• **Task description**: Report how many lines in the material hold the word "green". No other content is required.

• **Records for this task**:
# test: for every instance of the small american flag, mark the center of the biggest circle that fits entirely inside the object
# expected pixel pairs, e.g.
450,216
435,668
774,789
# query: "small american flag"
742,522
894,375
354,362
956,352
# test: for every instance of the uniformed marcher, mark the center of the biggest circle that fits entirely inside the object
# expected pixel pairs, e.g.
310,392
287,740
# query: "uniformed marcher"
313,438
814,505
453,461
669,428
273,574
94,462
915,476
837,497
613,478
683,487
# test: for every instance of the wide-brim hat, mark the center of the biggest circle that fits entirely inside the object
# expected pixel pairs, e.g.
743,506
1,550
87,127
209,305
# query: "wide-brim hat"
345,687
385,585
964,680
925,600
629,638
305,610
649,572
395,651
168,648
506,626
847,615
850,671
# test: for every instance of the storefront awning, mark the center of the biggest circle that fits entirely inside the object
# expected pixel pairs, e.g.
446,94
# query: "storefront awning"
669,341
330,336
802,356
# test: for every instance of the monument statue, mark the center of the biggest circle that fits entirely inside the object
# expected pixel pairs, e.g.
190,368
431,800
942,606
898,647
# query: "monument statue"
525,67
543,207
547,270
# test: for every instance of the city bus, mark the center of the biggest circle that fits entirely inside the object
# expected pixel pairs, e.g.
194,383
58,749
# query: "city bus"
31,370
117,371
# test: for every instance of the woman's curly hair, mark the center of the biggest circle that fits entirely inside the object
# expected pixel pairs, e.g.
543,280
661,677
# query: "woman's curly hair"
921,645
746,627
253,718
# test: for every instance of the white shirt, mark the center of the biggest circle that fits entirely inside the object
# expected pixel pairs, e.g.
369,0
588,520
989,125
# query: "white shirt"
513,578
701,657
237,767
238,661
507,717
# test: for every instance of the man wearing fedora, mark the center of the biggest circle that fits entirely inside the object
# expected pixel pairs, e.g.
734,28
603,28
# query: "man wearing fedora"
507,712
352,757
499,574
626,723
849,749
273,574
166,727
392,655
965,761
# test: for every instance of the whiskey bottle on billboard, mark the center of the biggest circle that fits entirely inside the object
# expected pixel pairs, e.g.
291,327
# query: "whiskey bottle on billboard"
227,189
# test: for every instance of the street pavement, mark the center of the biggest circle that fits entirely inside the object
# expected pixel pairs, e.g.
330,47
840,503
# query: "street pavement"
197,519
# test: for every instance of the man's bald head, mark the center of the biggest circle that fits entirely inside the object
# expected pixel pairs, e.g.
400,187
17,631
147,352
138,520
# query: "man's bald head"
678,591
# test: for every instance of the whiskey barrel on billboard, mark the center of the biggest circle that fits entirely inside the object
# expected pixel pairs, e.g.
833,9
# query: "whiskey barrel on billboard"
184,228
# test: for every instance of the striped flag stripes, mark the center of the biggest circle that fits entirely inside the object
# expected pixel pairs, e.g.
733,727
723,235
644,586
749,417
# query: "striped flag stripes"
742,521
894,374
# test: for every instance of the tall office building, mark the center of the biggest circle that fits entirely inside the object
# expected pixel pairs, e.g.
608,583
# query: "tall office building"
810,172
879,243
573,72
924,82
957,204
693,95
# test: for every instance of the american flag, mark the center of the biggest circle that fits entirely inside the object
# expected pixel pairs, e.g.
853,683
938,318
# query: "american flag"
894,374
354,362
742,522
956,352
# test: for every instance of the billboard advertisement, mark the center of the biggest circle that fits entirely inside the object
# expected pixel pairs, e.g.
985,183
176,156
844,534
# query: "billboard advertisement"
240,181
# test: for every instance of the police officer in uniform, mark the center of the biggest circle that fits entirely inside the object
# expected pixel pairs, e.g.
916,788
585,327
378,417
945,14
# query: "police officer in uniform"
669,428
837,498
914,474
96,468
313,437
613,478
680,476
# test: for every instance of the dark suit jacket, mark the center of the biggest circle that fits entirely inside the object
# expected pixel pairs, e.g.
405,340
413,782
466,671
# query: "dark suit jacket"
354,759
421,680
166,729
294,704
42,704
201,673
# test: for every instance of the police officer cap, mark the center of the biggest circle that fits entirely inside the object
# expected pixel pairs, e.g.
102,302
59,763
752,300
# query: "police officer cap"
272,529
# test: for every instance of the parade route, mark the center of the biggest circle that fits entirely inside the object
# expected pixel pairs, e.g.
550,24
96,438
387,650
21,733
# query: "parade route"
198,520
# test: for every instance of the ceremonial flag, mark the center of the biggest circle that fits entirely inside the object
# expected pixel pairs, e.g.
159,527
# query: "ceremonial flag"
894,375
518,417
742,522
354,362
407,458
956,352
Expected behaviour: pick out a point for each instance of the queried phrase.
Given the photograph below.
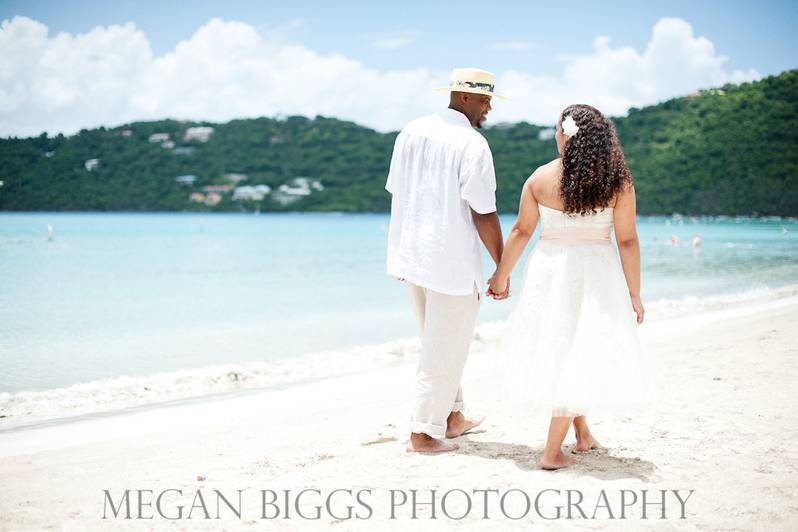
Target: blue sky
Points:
(81, 64)
(758, 35)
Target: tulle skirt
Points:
(571, 347)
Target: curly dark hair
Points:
(594, 170)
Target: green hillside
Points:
(732, 150)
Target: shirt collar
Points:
(455, 117)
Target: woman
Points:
(572, 344)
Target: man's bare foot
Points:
(557, 461)
(585, 444)
(422, 443)
(457, 424)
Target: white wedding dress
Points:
(572, 345)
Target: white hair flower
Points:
(569, 126)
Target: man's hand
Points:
(498, 289)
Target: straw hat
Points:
(472, 80)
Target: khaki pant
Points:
(446, 326)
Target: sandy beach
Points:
(719, 442)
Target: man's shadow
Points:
(598, 463)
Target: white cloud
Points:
(226, 70)
(513, 46)
(674, 63)
(393, 41)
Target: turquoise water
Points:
(134, 294)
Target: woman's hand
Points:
(637, 306)
(498, 288)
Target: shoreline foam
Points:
(31, 408)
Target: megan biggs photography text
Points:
(363, 504)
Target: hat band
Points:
(472, 85)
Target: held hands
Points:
(637, 306)
(498, 289)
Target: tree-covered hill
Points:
(732, 150)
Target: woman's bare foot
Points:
(422, 443)
(555, 461)
(457, 424)
(586, 443)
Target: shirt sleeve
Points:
(478, 178)
(396, 159)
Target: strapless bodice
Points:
(557, 225)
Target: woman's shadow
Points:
(598, 463)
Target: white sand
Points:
(724, 426)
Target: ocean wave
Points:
(108, 395)
(680, 307)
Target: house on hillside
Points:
(156, 138)
(250, 193)
(186, 179)
(236, 178)
(296, 189)
(213, 198)
(219, 189)
(199, 133)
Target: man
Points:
(443, 190)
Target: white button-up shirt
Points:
(441, 169)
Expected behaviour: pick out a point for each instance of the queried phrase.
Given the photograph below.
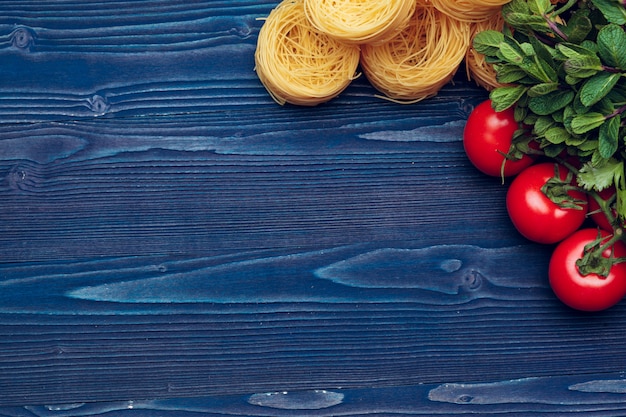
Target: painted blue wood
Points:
(173, 242)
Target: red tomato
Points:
(533, 214)
(596, 214)
(487, 137)
(592, 292)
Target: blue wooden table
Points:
(174, 243)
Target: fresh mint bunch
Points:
(563, 67)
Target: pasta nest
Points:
(469, 10)
(421, 59)
(296, 63)
(359, 21)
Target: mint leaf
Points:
(597, 87)
(585, 122)
(539, 7)
(612, 10)
(612, 46)
(488, 42)
(542, 88)
(509, 73)
(557, 135)
(600, 176)
(609, 137)
(550, 103)
(505, 97)
(582, 66)
(578, 27)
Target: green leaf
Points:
(550, 103)
(600, 176)
(516, 6)
(578, 27)
(488, 42)
(557, 135)
(597, 87)
(585, 122)
(583, 66)
(509, 73)
(505, 97)
(539, 7)
(526, 21)
(510, 51)
(542, 89)
(612, 46)
(542, 124)
(609, 137)
(612, 10)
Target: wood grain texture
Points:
(172, 242)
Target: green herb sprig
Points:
(563, 67)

• **Reply**: 3